▸ Provided text
________
The CBN had granted approval to authorised dealers who are a gents to approved International Money Transfers Operators (IMTSO) to sell foreign currency accruing from inward money remittances to licensed BDCs. The regulator also set the guidelines.

The banks have however, gone beyond the CBN’s guidelines on accessing the funds, by introducing more  bottlenecks to frustrate BDCs from accessing the funds.

President, Association of Bureau De Change Operators of Nigeria (ABCON) Aminu Gwadabe said yesterday that banks were asking BDCs to produce evidence of rendering returns on previously purchased forex, evidence of Corporate Affairs Commission (CAC) filings of company secretary, CBN registration certificate and funding of the beneficiary account.

Gwadabe described the conditions as stringent and high-handed. He urged the CBN to intervene. He said the conditions were part of the banks’ plans to frustrate the BDCs from accessing the funds because the lenders want to disburse the funds to BDCs where they have interests.
________
▸ Recorded information
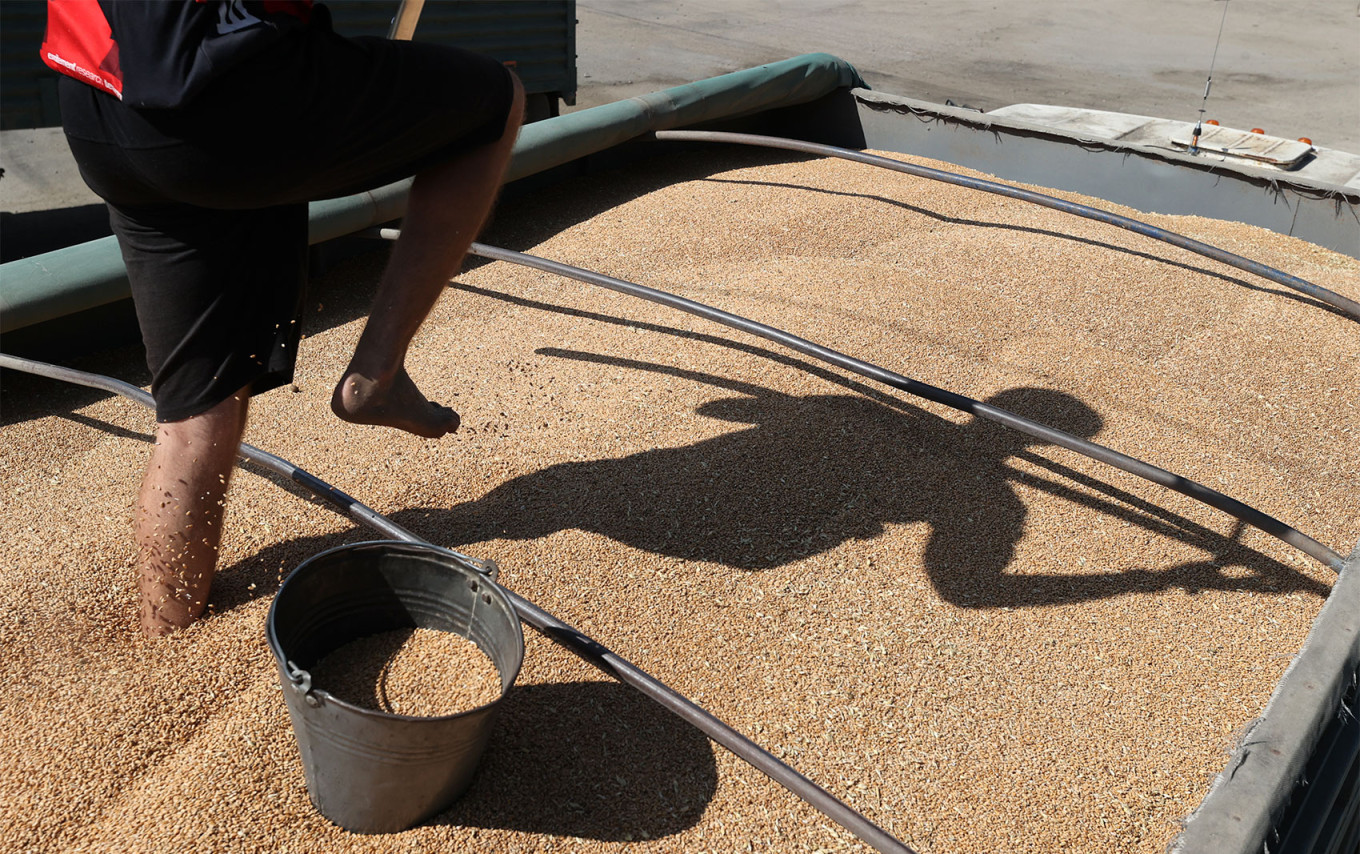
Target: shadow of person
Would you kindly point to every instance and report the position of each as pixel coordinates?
(813, 472)
(589, 759)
________
▸ Problems and tasks
[1] From the passage on bureau de change access to foreign currency, extract the part from "The CBN had" up to and including "set the guidelines.".
[2] Using the passage on bureau de change access to foreign currency, decide whether each statement agrees with it. Answer yes or no, and quote the deciding words. (a) Gwadabe called on the CBN to intervene. (b) The banks stayed within the CBN's guidelines on accessing the funds. (c) Gwadabe called the banks' conditions mild.

▸ Worked solutions
[1]
The CBN had granted approval to authorised dealers who are a gents to approved International Money Transfers Operators (IMTSO) to sell foreign currency accruing from inward money remittances to licensed BDCs. The regulator also set the guidelines.

[2]
(a) Yes: "He urged the CBN to intervene."
(b) No: "The banks have however, gone beyond the CBN’s guidelines on accessing the funds"
(c) No: "Gwadabe described the conditions as stringent and high-handed."